● Belge bölümü:
══════════════════════════════
Top
Fuat Uğur

Fuat Uğur

Fugur1864@gmail.com

22/07/2021

Ailenin adı yok mu? Bayramın hatırlattıkları ve çarpıcı bir eser

Şu günlerde Kurban Bayramı’nı milletçe kutluyoruz. Geçmişten günümüze epey değişiklik oldu ve artık bayramlardaki tatil günlerini yaz tatili niyetine değerlendiriyoruz.
Ama yine de her Kurban Bayramı’nda, sabah erkenden camiye giden ve bayram namazlarını eda edip cami cemaatiyle bayramlaştıktan sonra evine dönen babalar ve oğullarını kendi geleneklerine göre kahvaltı hazırlamış hâlde bekleyen hanelerimizin değişmez fertleri, temel direği kadınlar var. O kahvaltıları neşe ve huzurla yapıldıktan sonra aile içinde bayramlaşıp kestikleri kurbanların etlerini yoksullara dağıtarak dinî vecibelerini tek tek yerine getiren milyonlarca insandan söz ediyorum.
Şimdi daha steril ortamlarda yürütülüyor kurban kesme işlemleri. Sistematik ve çevreyi kirletmeden.
══════════════════════════════
● Öğe listesi:
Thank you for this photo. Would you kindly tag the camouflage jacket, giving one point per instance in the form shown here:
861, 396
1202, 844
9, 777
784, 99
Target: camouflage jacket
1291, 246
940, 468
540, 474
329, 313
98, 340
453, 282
══════════════════════════════
● Verilen görev A: Kurban Bayramı yazısına göre bayram sabahı camiye giden babalar ve oğulları eve dönmeden önce neler yapıyor? Bunları metindeki sırayla yaz.
● Verilen görev B: Kurban Bayramı üzerine yazılmış yazıyı kaldığı yerden devam ettir.

● Görev çıktısı A:
- Sabah erkenden camiye gidiyorlar.
- Bayram namazlarını eda ediyorlar.
- Cami cemaatiyle bayramlaşıyorlar.

● Görev çıktısı B:
Küçüklüğümde bahçemizde kesilirdi kurban. Kimilerinin saçmaladığı gibi çocuk kalbimde travmaya filan sebep olmadı bu. Çünkü kurban kesmenin amaçları anlatılmış ve bunun dinimizin gereği olduğu bana öğretilmişti zaten. Gerek Ramazan, gerekse Kurban Bayramlarındaki bu törensellik, canlılık, huzur ve neşe aklımda öylesine kalıcı bir yer etti ki bireyselliğin peşine takılıp farklı dünyalara uçmaya başladığımda ve giderek aile kavramından uzaklaştığımda bile hep hissettim. Beni serüvenlere sürükleyen o savrukluk yine yel gibi geçip gittiğinde bir de baktım ki o his orada ve duruyor. Ama göçmen kuşlar misali birbirinden kopup giden ailemin ne kadar önemli olduğunu, benim onun kıymetini ne denli az bildiğimi anladığımda iş işten geçmişti. Aile yerine arkadaş ve dost ikame etmenin, birini diğerinden üstün tutmanın, aile yerine bireyin kendi normlarını öne çıkarmanın marifet olduğunu sanarak ne halt ettiğinizi o vakit anlıyorsunuz ve pişmanlıklarınız ne yazık ki artık o kaybettiğiniz aileyi size geri getirmiyor.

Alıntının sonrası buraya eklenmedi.